On June 3, 2020, following the murder of George Floyd, Acho began a digital series, entitled Uncomfortable Conversations with a Black Man, "in order to educate and inform on racism, systemic racism, social injustice, rioting & the hurt Black people are feeling today". He wrote a book of the same name, which was released on November 10, 2020, by Macmillan Publishers (ISBN 9781250800473). According to Acho, 18,000 copies were sold on its first day. An adapted version for young readers, entitled Uncomfortable Conversations with a Black Boy, was published on May 4, 2021, by the same publisher.(ISBN 9781250801067) and became a #1 New York Times bestseller in its first week of publication

On February 27, 2021, Acho announced that he would host the 25th season of The Bachelor "After the Final Rose" Special, replacing Chris Harrison. He has been invited twice to compete on The Bachelorette, and is friends with Rachel Lindsay, who encouraged him to do "Uncomfortable Conversations".

On June 8, 2021, Acho received a Sports Emmy for Outstanding Sports Personality/Emerging On-Air Talent following his first season co-hosting Speak for Yourself. On September 19, Acho received a Primetime Emmy Award for Outstanding Short Form Nonfiction or Reality Series for his digital series, Uncomfortable Conversations with a Black Man.

Acho's third book was published in March 2022: Illogical : Saying Yes to a Life Without Limits (ISBN 9781250836441, Macmillan Publishers). In this book, he encourages readers "to become change-makers".

On August 31, 2022, FS1 announced their new fall lineup, promoting Acho as the lead anchor of the rebranded Speak, accompanied by two-time Super Bowl champion and six-time Pro Bowler LeSean McCoy and longtime FS1 studio show contributor and host Joy Taylor.

━━━━━━━━━━━━━━━━

What needs to be done - Print the passage from the text about Acho, starting at "On August 31, 2022, FS1" and ending at "host Joy Taylor.". The data after this point is separate material and has no connection to the text about Acho.

Data under study -
━━━━━━━━━━━━━━━━

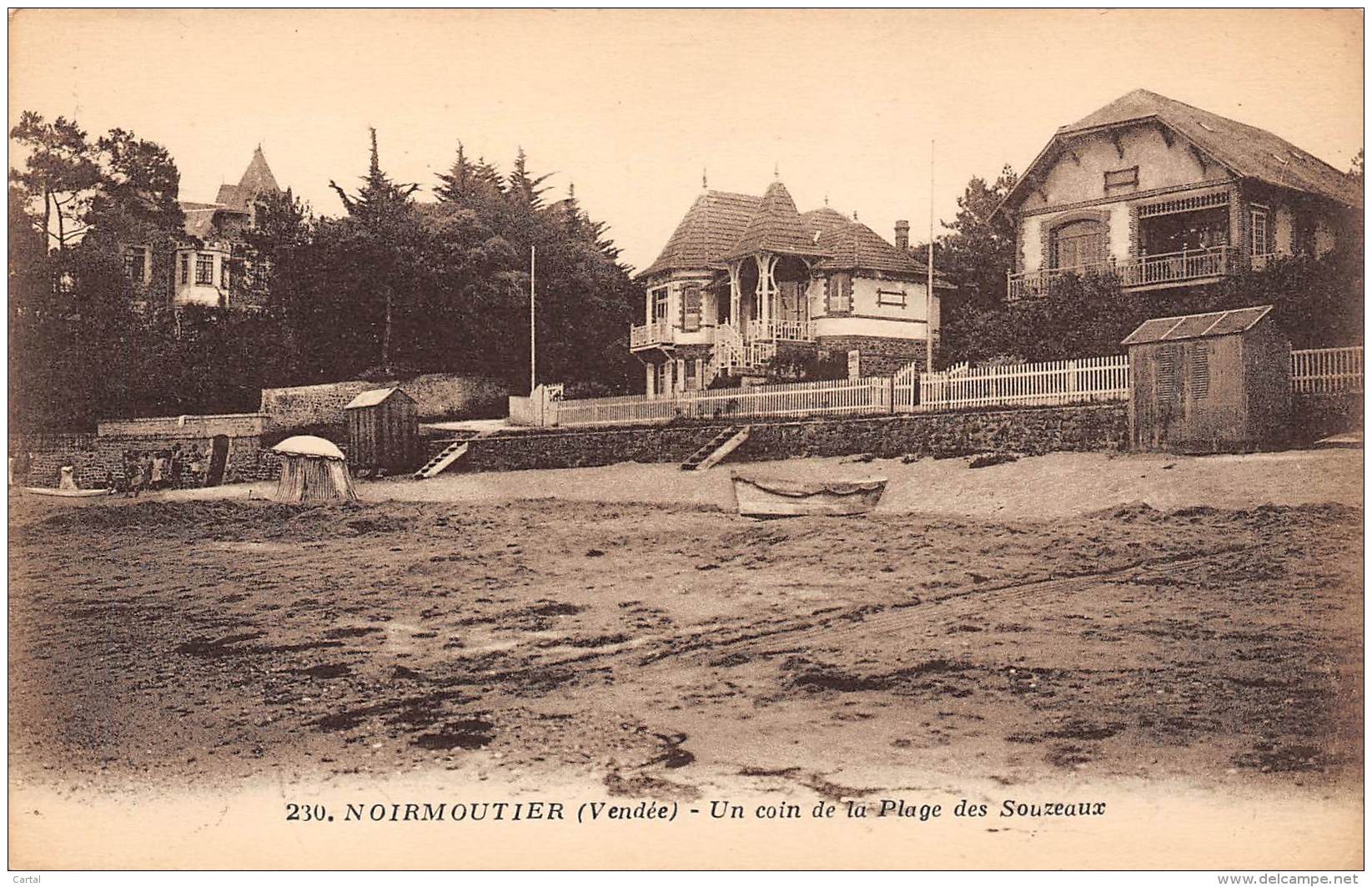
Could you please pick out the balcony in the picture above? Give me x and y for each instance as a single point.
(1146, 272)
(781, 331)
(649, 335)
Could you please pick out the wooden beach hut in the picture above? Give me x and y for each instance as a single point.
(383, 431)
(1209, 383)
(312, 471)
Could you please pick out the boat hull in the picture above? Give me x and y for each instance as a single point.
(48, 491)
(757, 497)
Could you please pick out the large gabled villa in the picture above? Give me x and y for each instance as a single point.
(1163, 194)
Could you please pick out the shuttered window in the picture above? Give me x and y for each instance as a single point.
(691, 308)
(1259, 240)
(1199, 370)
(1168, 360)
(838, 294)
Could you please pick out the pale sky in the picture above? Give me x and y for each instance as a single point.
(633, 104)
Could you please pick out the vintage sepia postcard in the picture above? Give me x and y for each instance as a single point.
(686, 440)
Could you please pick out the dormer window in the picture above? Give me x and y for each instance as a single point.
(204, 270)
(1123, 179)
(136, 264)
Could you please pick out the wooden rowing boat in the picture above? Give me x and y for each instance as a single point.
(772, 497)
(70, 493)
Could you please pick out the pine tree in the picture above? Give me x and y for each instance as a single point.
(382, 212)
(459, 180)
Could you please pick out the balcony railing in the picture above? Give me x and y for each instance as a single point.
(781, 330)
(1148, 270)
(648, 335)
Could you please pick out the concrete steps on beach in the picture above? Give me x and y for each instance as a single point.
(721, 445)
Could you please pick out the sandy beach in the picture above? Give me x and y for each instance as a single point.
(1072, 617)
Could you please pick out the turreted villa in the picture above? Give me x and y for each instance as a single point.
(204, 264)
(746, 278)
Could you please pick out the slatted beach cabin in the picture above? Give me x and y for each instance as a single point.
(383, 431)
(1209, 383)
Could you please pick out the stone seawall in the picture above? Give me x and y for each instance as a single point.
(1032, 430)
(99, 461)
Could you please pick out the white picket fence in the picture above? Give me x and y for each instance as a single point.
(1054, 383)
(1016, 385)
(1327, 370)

━━━━━━━━━━━━━━━━

Result -
On August 31, 2022, FS1 announced their new fall lineup, promoting Acho as the lead anchor of the rebranded Speak, accompanied by two-time Super Bowl champion and six-time Pro Bowler LeSean McCoy and longtime FS1 studio show contributor and host Joy Taylor.